_Job_
Please reproduce the stretch of the listing from the line containing "Where can the car windshield" through the end, requests included, with every coordinate in the answers scaled by 1.95 and rounded to a whole number, halves going up.

_Information provided_
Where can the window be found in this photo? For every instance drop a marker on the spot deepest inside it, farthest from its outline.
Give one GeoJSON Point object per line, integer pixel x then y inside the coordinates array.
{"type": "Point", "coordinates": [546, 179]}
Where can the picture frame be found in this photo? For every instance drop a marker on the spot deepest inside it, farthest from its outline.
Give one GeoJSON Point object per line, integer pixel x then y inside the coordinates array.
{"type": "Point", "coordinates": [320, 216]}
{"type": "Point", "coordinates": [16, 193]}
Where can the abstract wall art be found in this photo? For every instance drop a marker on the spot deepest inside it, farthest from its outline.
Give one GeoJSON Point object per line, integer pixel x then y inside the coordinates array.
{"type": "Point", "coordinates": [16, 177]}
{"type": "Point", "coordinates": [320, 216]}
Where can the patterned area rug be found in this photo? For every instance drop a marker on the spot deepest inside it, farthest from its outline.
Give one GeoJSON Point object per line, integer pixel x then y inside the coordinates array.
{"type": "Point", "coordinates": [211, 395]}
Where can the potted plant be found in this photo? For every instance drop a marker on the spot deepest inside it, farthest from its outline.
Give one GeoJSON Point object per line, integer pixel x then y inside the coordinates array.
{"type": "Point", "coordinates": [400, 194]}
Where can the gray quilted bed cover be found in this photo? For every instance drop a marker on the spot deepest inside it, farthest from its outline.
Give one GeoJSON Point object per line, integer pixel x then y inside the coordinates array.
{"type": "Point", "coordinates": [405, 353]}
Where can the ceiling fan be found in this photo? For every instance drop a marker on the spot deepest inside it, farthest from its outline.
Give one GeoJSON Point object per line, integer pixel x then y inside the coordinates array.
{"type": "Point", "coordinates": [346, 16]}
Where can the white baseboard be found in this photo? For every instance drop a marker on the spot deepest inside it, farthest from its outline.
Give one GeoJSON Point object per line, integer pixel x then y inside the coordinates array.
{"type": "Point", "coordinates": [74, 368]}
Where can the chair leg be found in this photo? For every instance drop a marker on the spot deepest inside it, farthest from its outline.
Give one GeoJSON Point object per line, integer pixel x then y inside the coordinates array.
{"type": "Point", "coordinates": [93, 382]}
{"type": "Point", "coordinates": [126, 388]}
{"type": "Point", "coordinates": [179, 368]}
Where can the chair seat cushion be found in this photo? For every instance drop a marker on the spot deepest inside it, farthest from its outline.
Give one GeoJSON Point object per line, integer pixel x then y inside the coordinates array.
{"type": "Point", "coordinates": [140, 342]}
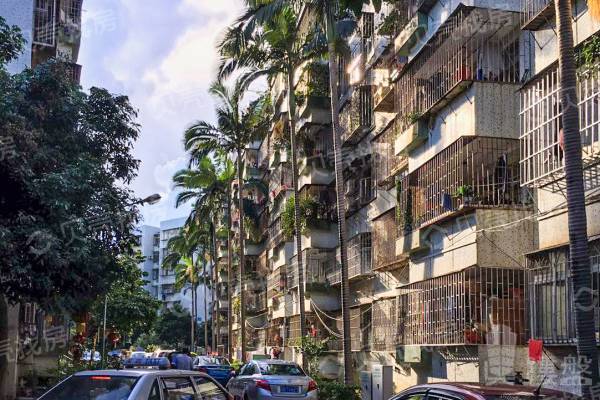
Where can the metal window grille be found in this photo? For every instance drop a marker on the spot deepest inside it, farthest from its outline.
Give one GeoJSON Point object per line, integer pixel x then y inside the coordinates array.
{"type": "Point", "coordinates": [484, 168]}
{"type": "Point", "coordinates": [387, 164]}
{"type": "Point", "coordinates": [359, 255]}
{"type": "Point", "coordinates": [44, 23]}
{"type": "Point", "coordinates": [474, 306]}
{"type": "Point", "coordinates": [551, 311]}
{"type": "Point", "coordinates": [542, 160]}
{"type": "Point", "coordinates": [384, 235]}
{"type": "Point", "coordinates": [356, 118]}
{"type": "Point", "coordinates": [384, 331]}
{"type": "Point", "coordinates": [474, 44]}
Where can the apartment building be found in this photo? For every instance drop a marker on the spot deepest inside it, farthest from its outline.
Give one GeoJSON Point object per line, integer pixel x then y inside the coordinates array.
{"type": "Point", "coordinates": [52, 29]}
{"type": "Point", "coordinates": [551, 312]}
{"type": "Point", "coordinates": [454, 185]}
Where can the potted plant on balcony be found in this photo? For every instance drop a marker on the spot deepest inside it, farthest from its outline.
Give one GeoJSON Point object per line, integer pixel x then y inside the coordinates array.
{"type": "Point", "coordinates": [465, 193]}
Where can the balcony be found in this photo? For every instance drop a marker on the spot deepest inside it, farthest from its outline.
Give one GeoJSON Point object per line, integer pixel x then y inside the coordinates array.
{"type": "Point", "coordinates": [386, 163]}
{"type": "Point", "coordinates": [356, 118]}
{"type": "Point", "coordinates": [473, 172]}
{"type": "Point", "coordinates": [536, 14]}
{"type": "Point", "coordinates": [542, 161]}
{"type": "Point", "coordinates": [360, 256]}
{"type": "Point", "coordinates": [317, 262]}
{"type": "Point", "coordinates": [44, 23]}
{"type": "Point", "coordinates": [411, 34]}
{"type": "Point", "coordinates": [471, 45]}
{"type": "Point", "coordinates": [412, 137]}
{"type": "Point", "coordinates": [551, 315]}
{"type": "Point", "coordinates": [471, 307]}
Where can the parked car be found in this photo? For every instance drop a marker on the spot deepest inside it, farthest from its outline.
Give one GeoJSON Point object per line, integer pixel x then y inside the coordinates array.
{"type": "Point", "coordinates": [477, 391]}
{"type": "Point", "coordinates": [147, 382]}
{"type": "Point", "coordinates": [272, 379]}
{"type": "Point", "coordinates": [216, 367]}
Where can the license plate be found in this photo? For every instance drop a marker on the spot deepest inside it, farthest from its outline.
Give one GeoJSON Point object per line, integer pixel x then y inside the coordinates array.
{"type": "Point", "coordinates": [289, 389]}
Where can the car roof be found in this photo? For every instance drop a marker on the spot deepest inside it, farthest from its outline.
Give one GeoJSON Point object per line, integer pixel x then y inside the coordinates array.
{"type": "Point", "coordinates": [490, 390]}
{"type": "Point", "coordinates": [136, 372]}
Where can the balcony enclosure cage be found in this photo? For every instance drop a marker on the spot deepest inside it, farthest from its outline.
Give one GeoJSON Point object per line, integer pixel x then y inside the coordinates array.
{"type": "Point", "coordinates": [387, 164]}
{"type": "Point", "coordinates": [384, 332]}
{"type": "Point", "coordinates": [360, 328]}
{"type": "Point", "coordinates": [44, 23]}
{"type": "Point", "coordinates": [551, 308]}
{"type": "Point", "coordinates": [356, 118]}
{"type": "Point", "coordinates": [474, 44]}
{"type": "Point", "coordinates": [317, 262]}
{"type": "Point", "coordinates": [475, 306]}
{"type": "Point", "coordinates": [384, 235]}
{"type": "Point", "coordinates": [542, 155]}
{"type": "Point", "coordinates": [360, 256]}
{"type": "Point", "coordinates": [474, 171]}
{"type": "Point", "coordinates": [276, 282]}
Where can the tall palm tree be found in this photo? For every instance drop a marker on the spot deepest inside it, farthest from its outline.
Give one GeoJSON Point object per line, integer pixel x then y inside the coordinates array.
{"type": "Point", "coordinates": [577, 219]}
{"type": "Point", "coordinates": [327, 13]}
{"type": "Point", "coordinates": [208, 183]}
{"type": "Point", "coordinates": [236, 128]}
{"type": "Point", "coordinates": [274, 48]}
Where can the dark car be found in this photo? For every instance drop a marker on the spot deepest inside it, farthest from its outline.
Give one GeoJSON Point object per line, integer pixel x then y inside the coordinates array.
{"type": "Point", "coordinates": [477, 391]}
{"type": "Point", "coordinates": [216, 367]}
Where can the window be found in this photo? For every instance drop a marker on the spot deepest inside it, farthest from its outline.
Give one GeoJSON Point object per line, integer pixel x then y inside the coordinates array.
{"type": "Point", "coordinates": [154, 392]}
{"type": "Point", "coordinates": [207, 390]}
{"type": "Point", "coordinates": [179, 388]}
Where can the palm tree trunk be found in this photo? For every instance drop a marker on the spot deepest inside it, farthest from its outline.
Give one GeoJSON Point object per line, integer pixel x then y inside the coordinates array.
{"type": "Point", "coordinates": [298, 231]}
{"type": "Point", "coordinates": [229, 277]}
{"type": "Point", "coordinates": [242, 261]}
{"type": "Point", "coordinates": [339, 187]}
{"type": "Point", "coordinates": [578, 239]}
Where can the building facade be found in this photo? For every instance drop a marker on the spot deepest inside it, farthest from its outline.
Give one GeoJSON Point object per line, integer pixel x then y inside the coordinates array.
{"type": "Point", "coordinates": [454, 188]}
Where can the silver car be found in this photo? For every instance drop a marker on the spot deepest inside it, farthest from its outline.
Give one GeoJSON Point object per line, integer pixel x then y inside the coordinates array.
{"type": "Point", "coordinates": [138, 384]}
{"type": "Point", "coordinates": [272, 380]}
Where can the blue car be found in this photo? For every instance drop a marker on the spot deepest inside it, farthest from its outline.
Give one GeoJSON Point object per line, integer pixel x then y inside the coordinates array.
{"type": "Point", "coordinates": [217, 368]}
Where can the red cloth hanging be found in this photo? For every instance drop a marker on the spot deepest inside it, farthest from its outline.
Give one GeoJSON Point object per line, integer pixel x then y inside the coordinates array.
{"type": "Point", "coordinates": [535, 350]}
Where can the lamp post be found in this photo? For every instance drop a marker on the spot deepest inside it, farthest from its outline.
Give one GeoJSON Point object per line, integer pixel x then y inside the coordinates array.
{"type": "Point", "coordinates": [150, 200]}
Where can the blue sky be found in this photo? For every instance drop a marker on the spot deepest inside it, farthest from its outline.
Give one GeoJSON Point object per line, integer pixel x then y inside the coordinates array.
{"type": "Point", "coordinates": [161, 53]}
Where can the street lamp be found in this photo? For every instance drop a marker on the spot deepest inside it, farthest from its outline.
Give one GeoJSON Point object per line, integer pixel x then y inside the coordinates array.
{"type": "Point", "coordinates": [150, 200]}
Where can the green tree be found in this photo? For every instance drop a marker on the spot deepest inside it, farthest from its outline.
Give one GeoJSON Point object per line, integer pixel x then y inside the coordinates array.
{"type": "Point", "coordinates": [131, 310]}
{"type": "Point", "coordinates": [236, 128]}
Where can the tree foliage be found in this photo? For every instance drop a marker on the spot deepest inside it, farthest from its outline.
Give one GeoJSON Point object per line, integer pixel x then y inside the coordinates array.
{"type": "Point", "coordinates": [65, 158]}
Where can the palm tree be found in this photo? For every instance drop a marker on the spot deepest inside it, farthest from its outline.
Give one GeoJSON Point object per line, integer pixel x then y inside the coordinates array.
{"type": "Point", "coordinates": [208, 184]}
{"type": "Point", "coordinates": [327, 12]}
{"type": "Point", "coordinates": [578, 238]}
{"type": "Point", "coordinates": [276, 48]}
{"type": "Point", "coordinates": [236, 128]}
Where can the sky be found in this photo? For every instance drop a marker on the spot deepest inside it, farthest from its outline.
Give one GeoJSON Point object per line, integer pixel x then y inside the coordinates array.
{"type": "Point", "coordinates": [161, 53]}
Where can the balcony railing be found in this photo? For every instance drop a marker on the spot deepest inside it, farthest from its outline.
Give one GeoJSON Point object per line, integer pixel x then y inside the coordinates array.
{"type": "Point", "coordinates": [472, 45]}
{"type": "Point", "coordinates": [44, 23]}
{"type": "Point", "coordinates": [387, 164]}
{"type": "Point", "coordinates": [551, 312]}
{"type": "Point", "coordinates": [536, 13]}
{"type": "Point", "coordinates": [384, 237]}
{"type": "Point", "coordinates": [356, 118]}
{"type": "Point", "coordinates": [474, 171]}
{"type": "Point", "coordinates": [542, 160]}
{"type": "Point", "coordinates": [474, 306]}
{"type": "Point", "coordinates": [317, 262]}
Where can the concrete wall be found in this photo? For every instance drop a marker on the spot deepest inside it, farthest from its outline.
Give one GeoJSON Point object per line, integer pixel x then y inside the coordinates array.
{"type": "Point", "coordinates": [20, 13]}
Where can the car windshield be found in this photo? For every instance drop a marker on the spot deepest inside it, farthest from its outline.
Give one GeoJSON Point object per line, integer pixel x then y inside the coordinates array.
{"type": "Point", "coordinates": [281, 369]}
{"type": "Point", "coordinates": [212, 361]}
{"type": "Point", "coordinates": [93, 388]}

_Reply_
Where can the car windshield be found in this photo? For every instance drop a marker on the spot deepest inside it, farthest from its outline.
Give one GeoJSON Point object per line, integer pixel x then y inside the coordinates array.
{"type": "Point", "coordinates": [548, 720]}
{"type": "Point", "coordinates": [413, 704]}
{"type": "Point", "coordinates": [181, 757]}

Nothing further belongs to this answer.